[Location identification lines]

Begin

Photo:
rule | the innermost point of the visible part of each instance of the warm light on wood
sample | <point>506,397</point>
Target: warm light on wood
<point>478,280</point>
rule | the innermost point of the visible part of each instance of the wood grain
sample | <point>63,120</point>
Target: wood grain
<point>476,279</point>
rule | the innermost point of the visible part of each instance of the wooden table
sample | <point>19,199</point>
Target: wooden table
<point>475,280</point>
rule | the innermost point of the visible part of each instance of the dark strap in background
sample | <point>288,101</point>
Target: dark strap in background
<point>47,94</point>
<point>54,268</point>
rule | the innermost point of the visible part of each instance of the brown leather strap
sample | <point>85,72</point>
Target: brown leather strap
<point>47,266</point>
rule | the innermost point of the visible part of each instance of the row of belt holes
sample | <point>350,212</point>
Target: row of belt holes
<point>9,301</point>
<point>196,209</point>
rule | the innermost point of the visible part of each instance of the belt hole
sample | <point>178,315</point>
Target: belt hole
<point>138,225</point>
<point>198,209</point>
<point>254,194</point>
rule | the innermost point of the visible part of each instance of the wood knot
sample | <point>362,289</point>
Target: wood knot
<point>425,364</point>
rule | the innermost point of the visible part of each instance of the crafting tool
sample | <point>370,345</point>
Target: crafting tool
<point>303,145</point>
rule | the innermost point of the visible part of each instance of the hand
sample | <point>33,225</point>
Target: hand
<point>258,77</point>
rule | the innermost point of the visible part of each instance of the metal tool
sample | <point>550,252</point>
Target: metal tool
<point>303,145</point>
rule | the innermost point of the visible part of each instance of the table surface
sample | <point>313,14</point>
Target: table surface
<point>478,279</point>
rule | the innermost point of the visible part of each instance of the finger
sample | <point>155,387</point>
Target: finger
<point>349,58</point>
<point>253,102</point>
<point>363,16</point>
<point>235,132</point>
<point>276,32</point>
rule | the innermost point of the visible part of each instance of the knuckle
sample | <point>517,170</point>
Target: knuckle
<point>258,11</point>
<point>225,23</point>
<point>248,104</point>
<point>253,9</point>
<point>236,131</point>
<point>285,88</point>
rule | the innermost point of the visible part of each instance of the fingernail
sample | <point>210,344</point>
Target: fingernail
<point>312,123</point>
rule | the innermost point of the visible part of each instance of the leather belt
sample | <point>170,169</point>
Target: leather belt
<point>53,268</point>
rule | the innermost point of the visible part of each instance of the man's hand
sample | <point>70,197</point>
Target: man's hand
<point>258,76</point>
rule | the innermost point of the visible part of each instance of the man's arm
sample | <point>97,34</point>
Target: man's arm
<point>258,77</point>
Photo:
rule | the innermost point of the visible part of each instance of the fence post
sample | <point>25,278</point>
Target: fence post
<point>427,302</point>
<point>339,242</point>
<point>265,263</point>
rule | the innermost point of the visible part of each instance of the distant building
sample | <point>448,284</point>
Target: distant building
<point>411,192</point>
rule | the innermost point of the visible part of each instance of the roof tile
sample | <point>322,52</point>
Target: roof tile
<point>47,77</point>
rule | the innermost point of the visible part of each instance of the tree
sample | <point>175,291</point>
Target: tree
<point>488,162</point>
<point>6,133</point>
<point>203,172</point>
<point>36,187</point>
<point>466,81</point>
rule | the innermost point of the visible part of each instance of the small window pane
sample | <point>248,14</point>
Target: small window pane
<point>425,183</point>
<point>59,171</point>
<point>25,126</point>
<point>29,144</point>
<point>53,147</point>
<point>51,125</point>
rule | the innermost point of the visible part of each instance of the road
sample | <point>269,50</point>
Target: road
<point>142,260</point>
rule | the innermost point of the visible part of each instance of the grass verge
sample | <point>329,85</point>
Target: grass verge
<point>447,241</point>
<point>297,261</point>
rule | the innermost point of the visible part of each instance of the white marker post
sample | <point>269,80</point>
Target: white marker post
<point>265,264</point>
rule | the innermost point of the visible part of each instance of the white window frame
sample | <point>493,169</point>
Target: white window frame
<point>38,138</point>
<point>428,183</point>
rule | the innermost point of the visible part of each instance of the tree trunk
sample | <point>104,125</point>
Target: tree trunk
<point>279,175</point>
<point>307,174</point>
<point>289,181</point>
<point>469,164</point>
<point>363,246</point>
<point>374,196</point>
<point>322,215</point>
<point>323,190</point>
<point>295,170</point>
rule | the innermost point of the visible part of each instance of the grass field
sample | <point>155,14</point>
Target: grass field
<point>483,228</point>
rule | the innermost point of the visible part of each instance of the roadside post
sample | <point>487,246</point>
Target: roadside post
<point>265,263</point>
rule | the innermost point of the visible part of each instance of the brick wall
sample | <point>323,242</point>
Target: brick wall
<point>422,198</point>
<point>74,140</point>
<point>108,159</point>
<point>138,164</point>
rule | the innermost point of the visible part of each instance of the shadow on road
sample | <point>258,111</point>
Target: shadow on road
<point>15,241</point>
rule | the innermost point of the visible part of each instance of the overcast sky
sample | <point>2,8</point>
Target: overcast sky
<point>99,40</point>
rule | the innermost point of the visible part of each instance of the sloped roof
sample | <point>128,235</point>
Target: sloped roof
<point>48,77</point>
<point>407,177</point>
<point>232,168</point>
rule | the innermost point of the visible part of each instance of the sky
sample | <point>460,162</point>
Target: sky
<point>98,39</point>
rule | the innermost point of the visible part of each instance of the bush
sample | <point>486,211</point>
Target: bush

End

*WHAT YOU ARE ASKED TO DO*
Can you repeat, unchanged, the lines between the one containing "the leather belt" and the one containing "<point>47,77</point>", inclusive?

*SOLUTION FOR THIS TASK*
rule | the innermost point of the visible part of each instance of the leather belt
sample | <point>170,169</point>
Target: leather belt
<point>53,268</point>
rule | the innermost point of the visible part of each instance of the man's hand
sample | <point>70,197</point>
Target: man's hand
<point>258,76</point>
rule | the innermost point of the visible part of each instance of the man's arm
sample | <point>97,34</point>
Target: man's arm
<point>258,77</point>
Photo:
rule | the innermost point of the visible part of each instance of the fence post
sample | <point>25,278</point>
Target: fence post
<point>427,302</point>
<point>339,242</point>
<point>265,263</point>
rule | the innermost point of the visible part of each instance of the distant building
sample | <point>448,284</point>
Target: distant building
<point>411,192</point>
rule | the innermost point of the visible part of each instance of the roof tile
sample | <point>322,52</point>
Target: roof tile
<point>47,77</point>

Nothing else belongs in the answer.